» TEXT UNDER STUDY
• • • • • • •

Our immune system is a defense system consisting of many biological structures and processes that protects us against and fights off disease. A healthy functioning immune system detects a broad range of pathogens (anything that can produce disease), from viruses to parasitic worms, and starts off “the battle.”
The body first tries to protect against pathogens by trying to keep them outside the body (think of our skin, nose hair, coughing, sneezing, and so on), but when a pathogen manages to enter the body, a very complicated interconnected system sets off which includes a cooperation of white blood cells, T-cells, antibodies, kidneys, liver, the lymphatic system, our blood circulatory system, “remembering,” pathogen pattern recognition, vitamins, hormones, to just name a few things and actors in the theater.
The COVID-19 Coronavirus is a pathogen of which infection may show fever, cough, shortness of breath and breathing difficulties, and other respiratory problems. Symptoms and discomforts can be mild, but in more severe cases, infection can cause pneumonia, severe acute respiratory syndrome, kidney failure and even death.
When COVID-19 enters the body our immune system sets off (or should set off). The thing is that in most cases of COVID-19 infection the body successfully fights off the Corona virus. The facts are that “only” 1% to 2% of the infected population dies from the collateral damage the infection brings about.

• • • • • • •

» INFORMATION SHOWN

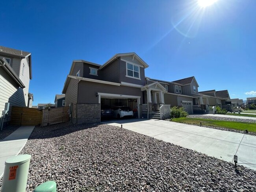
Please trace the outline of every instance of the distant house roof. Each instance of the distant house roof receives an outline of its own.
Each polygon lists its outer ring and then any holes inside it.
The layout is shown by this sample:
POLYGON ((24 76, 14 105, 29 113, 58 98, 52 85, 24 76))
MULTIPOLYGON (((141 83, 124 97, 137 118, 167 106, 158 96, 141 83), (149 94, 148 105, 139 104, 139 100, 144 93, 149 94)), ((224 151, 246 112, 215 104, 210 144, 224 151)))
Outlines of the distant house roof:
POLYGON ((216 92, 216 96, 220 98, 228 98, 229 97, 228 90, 218 90, 216 92))
POLYGON ((8 47, 4 47, 3 46, 0 46, 0 53, 4 53, 8 55, 12 55, 17 56, 24 58, 31 54, 29 52, 12 49, 11 48, 8 48, 8 47))
POLYGON ((216 92, 215 89, 213 89, 212 90, 204 90, 203 91, 199 91, 198 92, 203 94, 204 93, 211 93, 212 92, 216 92))

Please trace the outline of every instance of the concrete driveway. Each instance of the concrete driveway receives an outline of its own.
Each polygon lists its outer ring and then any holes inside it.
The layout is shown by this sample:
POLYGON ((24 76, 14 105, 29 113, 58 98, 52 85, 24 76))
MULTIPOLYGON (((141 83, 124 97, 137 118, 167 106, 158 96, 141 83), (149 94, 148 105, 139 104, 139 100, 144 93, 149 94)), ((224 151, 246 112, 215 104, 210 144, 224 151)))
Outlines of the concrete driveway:
POLYGON ((105 123, 256 170, 256 136, 162 120, 123 120, 105 123))

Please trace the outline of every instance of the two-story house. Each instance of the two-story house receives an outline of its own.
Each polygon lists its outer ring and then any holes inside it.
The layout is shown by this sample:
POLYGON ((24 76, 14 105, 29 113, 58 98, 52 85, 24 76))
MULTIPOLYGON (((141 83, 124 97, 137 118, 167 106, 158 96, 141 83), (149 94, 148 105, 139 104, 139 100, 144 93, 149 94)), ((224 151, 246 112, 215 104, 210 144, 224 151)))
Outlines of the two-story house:
POLYGON ((33 95, 28 92, 32 65, 30 53, 0 46, 0 115, 9 103, 5 122, 10 120, 12 106, 32 106, 33 95))

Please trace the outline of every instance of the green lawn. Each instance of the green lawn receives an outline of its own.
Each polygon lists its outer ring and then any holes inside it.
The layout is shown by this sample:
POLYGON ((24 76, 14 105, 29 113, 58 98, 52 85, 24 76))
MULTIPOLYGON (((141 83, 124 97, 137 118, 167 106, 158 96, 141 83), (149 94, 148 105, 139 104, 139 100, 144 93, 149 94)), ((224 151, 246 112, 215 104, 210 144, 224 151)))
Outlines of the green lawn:
POLYGON ((226 114, 227 114, 228 115, 234 115, 234 116, 243 116, 245 117, 256 117, 256 114, 241 114, 241 113, 240 114, 239 114, 239 113, 227 113, 226 114))
POLYGON ((174 122, 196 125, 200 125, 200 122, 202 122, 202 126, 220 127, 242 131, 244 131, 245 129, 247 129, 248 130, 248 131, 256 133, 256 123, 253 123, 220 121, 212 119, 188 118, 187 117, 174 118, 173 119, 172 121, 174 122))

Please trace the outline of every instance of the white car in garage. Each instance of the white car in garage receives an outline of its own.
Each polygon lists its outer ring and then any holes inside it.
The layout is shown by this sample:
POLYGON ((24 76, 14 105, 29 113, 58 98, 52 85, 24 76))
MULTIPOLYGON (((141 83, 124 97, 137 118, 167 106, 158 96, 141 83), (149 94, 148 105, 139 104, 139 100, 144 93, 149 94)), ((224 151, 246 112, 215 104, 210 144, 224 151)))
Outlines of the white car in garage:
POLYGON ((113 107, 114 117, 121 118, 124 116, 132 117, 134 115, 134 112, 129 107, 118 106, 113 107))

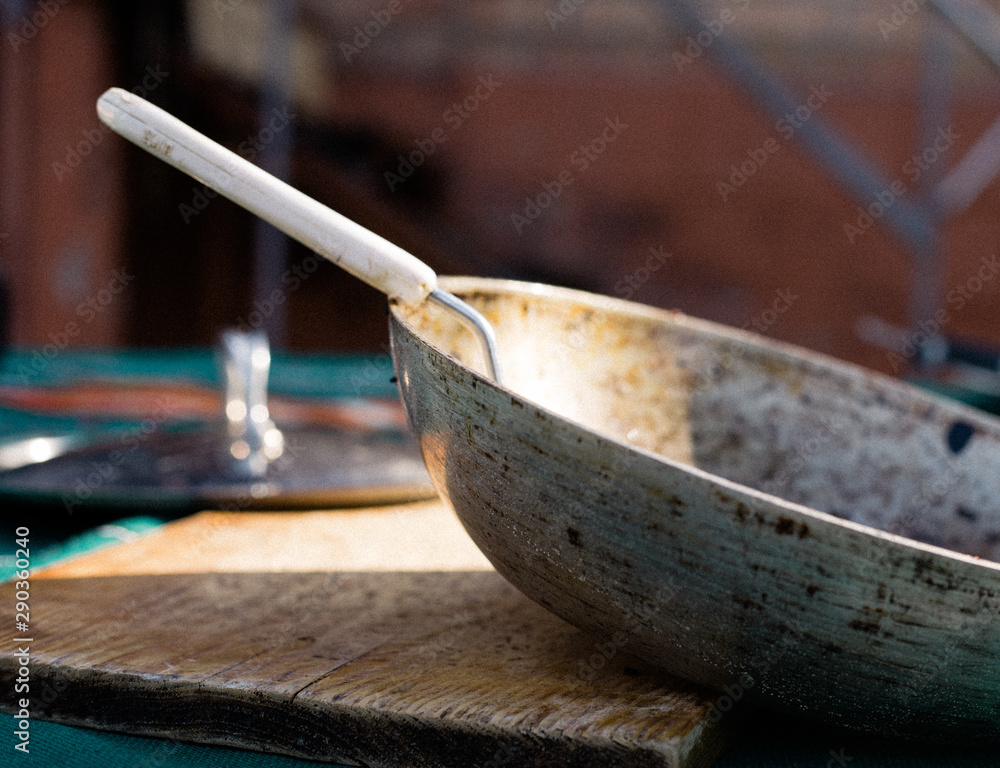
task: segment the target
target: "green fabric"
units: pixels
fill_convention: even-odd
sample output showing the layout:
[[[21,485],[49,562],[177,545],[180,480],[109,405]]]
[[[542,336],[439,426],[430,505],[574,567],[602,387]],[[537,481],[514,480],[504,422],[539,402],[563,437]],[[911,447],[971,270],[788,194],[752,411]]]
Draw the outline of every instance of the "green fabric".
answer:
[[[262,755],[241,749],[182,744],[167,739],[147,739],[120,733],[70,728],[33,721],[27,755],[13,749],[10,730],[3,729],[4,752],[13,753],[11,768],[316,768],[309,760]]]
[[[31,521],[15,521],[3,531],[3,536],[0,538],[0,581],[10,579],[17,570],[15,530],[18,525],[28,526],[29,562],[31,569],[36,570],[85,552],[132,541],[137,536],[158,528],[164,522],[165,519],[157,517],[128,517],[62,538],[58,528],[51,524],[37,528],[33,527]]]
[[[272,354],[270,392],[297,397],[396,397],[388,355]],[[58,386],[80,381],[163,381],[218,386],[211,350],[66,350],[46,359],[38,350],[13,349],[0,358],[0,387]],[[92,432],[137,427],[137,421],[87,425]],[[0,440],[19,435],[63,434],[78,428],[72,418],[0,406]]]
[[[271,389],[321,397],[395,394],[388,357],[341,355],[274,356]],[[37,369],[37,371],[36,371]],[[36,371],[33,373],[33,371]],[[66,351],[42,365],[31,351],[15,350],[0,364],[0,385],[59,384],[80,378],[173,378],[213,383],[215,363],[208,350],[143,352]],[[70,419],[39,417],[0,409],[0,438],[45,427],[71,429]],[[0,579],[13,570],[14,528],[31,528],[31,564],[38,568],[95,548],[143,535],[167,518],[130,517],[94,525],[66,515],[18,521],[0,531]],[[0,728],[0,768],[292,768],[319,763],[237,749],[180,744],[106,731],[31,721],[30,752],[14,750],[10,720]],[[11,755],[8,759],[7,755]],[[745,726],[716,768],[1000,768],[1000,749],[930,749],[866,740],[763,714]],[[512,764],[511,768],[514,768]]]

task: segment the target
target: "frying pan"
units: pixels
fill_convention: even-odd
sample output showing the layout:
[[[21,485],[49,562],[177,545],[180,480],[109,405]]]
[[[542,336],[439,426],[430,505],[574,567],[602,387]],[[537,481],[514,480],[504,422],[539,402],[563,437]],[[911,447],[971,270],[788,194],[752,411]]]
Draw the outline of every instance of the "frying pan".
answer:
[[[718,689],[713,718],[746,700],[1000,737],[996,419],[676,312],[438,282],[137,97],[112,89],[98,111],[390,297],[434,485],[530,598]],[[598,660],[580,664],[599,685]]]

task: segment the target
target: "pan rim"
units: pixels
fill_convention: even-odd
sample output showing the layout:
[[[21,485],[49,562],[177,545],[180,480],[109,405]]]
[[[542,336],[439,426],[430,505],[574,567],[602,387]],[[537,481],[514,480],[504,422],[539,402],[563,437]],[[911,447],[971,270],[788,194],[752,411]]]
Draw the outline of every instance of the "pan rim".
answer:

• • • • • • •

» PROBLEM A
Answer these questions from the passage on the immune system and COVID-19:
(i) How does the body first try to protect itself against pathogens?
(ii) What can COVID-19 infection cause in more severe cases?
(iii) What percentage of the infected population dies, according to the passage?
» PROBLEM B
Write what comes next in the passage on the immune system and COVID-19, beginning after its final sentence.

» WRITTEN RESPONSE A
(i) It tries to keep pathogens outside the body.
(ii) Pneumonia, severe acute respiratory syndrome, kidney failure, and even death.
(iii) From 1% to 2%.

» WRITTEN RESPONSE B
Moreover, evidence indicate that the so-called death-rate increases with older people, or other people with an already affected or weak(er) immune system, or people with a history of respiratory vulnerabilities.
A Weak Immune System
A “weak” or “weakened” immune system can have a number of causes, such as a lack of vitamins, excessive alcohol use, genetic causes, lack of T-cells, lack of sleep, mall nutrition, lack of “detecting capacity,” stress, an already overworked or overloaded system, to just name some of the issues that can contribute to a failing defense system.
Another thing is that aged or older people experience a reduction in adequate immune response to infections. Although it is still unknown why exactly this is, evidence seems to point at so-called micronutrient malnutrition.
It is clear that a healthy and strong immune system includes many things such as mentioned above, meaning enough sleep, enough vitamins, minimizing stress, not smoking, having a diet high in fruits and vegetables, regular exercise, and many more factors.
Massage and Bodywork
Regular exercise and bodywork is one of the keys to healthy living and an optimal functioning immune system. It not only improves cardiovascular health, lowers blood pressure, and helps control body weight, but it contributes more directly by promoting good circulation to allow the cells and substances of the immune system to move through the body freely and do their job.
In that sense, exercise, massage and other bodywork are crucial: you can take in good nutrition, have enough sleep or little stress, but if our “disease warriors” don’t reach the “battlefield” due to inadequate blood and lymph circulation, our immune system will fail.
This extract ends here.